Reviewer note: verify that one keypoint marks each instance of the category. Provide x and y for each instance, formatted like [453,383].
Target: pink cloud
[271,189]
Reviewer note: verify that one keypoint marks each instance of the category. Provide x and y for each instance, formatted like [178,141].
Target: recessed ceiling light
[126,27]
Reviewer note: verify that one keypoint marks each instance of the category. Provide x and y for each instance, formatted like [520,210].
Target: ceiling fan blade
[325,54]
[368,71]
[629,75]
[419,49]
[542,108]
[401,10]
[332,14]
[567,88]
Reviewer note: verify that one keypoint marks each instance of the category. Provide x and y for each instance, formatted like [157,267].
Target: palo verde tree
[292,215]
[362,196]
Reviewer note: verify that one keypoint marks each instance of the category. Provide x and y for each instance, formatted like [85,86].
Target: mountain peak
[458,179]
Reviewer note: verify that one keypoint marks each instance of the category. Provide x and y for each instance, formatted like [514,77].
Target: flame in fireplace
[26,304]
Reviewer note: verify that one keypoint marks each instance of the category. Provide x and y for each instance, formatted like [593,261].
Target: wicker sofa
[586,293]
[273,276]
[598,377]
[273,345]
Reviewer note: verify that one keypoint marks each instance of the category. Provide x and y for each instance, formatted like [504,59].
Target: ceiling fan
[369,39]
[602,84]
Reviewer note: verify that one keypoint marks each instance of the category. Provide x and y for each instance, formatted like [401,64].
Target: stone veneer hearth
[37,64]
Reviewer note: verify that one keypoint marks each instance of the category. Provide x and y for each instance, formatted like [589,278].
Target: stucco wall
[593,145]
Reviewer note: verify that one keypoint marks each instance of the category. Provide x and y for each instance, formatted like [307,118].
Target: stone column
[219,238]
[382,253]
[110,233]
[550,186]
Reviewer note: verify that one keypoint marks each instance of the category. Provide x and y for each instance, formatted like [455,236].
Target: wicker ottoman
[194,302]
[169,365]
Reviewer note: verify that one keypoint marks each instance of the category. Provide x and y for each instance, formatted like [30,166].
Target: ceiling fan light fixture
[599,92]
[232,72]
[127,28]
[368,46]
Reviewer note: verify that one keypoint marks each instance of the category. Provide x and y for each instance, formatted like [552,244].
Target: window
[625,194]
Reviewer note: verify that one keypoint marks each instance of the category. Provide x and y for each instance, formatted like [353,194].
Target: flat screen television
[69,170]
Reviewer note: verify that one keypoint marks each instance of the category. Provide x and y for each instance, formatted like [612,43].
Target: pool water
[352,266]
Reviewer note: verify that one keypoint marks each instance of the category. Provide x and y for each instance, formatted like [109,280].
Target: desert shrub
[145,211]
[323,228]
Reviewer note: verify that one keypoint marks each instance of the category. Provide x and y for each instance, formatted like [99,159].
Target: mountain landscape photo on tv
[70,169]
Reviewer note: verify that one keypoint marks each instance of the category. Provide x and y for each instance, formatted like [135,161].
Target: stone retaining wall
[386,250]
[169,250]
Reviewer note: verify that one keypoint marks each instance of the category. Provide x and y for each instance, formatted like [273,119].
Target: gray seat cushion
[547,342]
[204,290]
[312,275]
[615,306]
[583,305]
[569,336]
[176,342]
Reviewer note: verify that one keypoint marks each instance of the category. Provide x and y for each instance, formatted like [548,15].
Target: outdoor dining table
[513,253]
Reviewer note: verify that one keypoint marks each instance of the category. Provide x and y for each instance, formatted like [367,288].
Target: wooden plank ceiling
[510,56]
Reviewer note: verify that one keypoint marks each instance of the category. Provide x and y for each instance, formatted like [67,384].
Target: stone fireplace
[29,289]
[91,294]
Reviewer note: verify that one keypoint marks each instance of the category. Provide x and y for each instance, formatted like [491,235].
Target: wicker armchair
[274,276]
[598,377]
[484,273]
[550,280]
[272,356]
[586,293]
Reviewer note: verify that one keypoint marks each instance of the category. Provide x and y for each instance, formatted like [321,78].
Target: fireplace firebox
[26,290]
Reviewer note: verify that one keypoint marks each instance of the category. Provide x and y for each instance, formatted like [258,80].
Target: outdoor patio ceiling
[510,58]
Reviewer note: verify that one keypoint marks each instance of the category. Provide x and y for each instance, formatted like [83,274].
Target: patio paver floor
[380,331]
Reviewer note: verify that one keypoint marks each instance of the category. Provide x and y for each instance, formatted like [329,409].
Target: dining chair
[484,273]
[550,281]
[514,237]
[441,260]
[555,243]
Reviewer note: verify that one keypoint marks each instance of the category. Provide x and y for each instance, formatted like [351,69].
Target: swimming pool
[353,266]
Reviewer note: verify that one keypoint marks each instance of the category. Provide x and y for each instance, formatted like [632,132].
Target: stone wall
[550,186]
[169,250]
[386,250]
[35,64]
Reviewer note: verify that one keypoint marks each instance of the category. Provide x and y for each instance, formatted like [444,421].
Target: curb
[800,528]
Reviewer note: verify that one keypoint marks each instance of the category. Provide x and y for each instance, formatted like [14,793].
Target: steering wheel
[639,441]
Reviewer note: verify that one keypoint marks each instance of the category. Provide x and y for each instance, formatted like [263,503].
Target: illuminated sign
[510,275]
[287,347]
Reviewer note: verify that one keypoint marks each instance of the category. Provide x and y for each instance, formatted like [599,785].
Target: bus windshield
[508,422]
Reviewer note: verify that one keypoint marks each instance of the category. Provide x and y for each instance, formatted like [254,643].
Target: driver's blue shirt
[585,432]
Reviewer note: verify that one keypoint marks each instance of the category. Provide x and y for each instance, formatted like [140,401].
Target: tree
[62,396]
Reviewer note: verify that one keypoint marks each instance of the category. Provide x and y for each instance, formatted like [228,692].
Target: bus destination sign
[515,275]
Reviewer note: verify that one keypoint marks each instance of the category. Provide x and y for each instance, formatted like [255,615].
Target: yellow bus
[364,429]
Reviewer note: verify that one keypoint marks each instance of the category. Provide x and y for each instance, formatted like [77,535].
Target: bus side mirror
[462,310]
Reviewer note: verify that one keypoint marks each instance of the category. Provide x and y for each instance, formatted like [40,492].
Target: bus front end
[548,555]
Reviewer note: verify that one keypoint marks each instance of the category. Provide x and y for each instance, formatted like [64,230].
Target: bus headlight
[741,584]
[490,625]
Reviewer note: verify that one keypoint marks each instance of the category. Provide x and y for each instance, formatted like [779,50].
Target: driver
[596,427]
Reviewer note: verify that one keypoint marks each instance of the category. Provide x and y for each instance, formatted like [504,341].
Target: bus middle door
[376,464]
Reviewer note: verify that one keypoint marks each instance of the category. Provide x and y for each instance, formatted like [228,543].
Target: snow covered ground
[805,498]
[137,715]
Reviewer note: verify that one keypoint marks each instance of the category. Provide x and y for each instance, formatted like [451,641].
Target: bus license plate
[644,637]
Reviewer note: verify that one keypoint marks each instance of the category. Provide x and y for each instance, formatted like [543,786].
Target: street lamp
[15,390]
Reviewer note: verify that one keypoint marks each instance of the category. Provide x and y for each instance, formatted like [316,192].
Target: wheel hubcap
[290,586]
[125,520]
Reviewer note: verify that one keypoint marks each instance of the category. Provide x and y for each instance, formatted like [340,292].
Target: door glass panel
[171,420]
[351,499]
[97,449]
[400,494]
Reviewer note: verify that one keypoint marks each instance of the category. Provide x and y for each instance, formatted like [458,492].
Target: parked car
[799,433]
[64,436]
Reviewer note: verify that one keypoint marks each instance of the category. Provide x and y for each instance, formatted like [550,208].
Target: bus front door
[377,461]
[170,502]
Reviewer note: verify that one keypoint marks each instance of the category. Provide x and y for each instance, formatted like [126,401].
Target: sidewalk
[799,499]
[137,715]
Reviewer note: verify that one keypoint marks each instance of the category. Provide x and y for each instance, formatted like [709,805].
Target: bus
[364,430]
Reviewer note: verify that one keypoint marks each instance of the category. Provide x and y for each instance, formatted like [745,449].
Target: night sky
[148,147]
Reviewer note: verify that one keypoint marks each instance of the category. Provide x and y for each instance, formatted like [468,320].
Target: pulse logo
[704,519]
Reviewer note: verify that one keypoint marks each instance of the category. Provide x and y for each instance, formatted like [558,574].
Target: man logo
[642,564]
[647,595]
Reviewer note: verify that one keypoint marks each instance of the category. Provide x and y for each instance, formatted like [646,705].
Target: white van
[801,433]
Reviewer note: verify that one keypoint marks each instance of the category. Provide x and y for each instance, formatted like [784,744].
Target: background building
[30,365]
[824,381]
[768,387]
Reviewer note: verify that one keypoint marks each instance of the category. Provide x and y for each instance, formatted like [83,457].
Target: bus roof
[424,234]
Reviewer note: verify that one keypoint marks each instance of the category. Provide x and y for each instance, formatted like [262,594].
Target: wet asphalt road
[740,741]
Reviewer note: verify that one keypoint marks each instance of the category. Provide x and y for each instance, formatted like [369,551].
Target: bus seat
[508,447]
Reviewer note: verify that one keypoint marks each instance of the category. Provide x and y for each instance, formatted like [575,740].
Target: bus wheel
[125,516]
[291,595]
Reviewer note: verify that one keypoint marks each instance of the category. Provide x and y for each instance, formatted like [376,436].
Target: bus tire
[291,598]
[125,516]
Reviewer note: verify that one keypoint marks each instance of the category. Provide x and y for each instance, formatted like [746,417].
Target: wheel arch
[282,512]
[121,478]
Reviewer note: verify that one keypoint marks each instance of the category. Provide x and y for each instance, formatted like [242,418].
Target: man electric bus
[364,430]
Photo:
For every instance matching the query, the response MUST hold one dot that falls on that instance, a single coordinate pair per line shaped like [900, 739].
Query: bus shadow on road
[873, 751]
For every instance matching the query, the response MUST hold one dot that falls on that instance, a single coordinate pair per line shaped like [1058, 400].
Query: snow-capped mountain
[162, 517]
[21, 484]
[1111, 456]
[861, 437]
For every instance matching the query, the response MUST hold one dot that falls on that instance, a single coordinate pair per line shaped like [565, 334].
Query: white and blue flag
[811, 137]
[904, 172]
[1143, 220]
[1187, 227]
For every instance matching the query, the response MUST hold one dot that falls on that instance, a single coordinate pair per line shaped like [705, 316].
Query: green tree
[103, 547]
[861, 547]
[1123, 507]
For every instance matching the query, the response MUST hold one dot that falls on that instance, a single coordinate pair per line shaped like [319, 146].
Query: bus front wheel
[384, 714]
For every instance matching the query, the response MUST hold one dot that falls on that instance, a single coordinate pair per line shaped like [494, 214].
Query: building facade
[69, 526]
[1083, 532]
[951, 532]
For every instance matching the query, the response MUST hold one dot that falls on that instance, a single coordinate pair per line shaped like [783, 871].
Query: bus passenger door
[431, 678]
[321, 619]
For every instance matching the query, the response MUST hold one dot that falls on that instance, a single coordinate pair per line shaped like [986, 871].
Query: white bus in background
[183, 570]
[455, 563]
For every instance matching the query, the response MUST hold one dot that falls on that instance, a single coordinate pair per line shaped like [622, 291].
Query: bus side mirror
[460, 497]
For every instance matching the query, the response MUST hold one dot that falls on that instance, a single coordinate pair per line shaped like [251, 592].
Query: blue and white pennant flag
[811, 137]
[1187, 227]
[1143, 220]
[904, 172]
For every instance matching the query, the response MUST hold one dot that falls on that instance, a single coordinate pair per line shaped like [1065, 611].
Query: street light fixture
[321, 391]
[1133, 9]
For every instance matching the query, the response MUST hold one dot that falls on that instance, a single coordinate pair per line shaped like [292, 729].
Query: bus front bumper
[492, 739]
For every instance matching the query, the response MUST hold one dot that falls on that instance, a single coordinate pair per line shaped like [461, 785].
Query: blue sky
::::
Directions for this task: Everything from the line containing "like [461, 785]." to the last line of the entries above should be quoted exactly, and only that.

Response:
For every instance matching the query, the response MUST hold one dot that falls on that instance, a single coordinate pair per line shaped like [461, 785].
Query: blue sky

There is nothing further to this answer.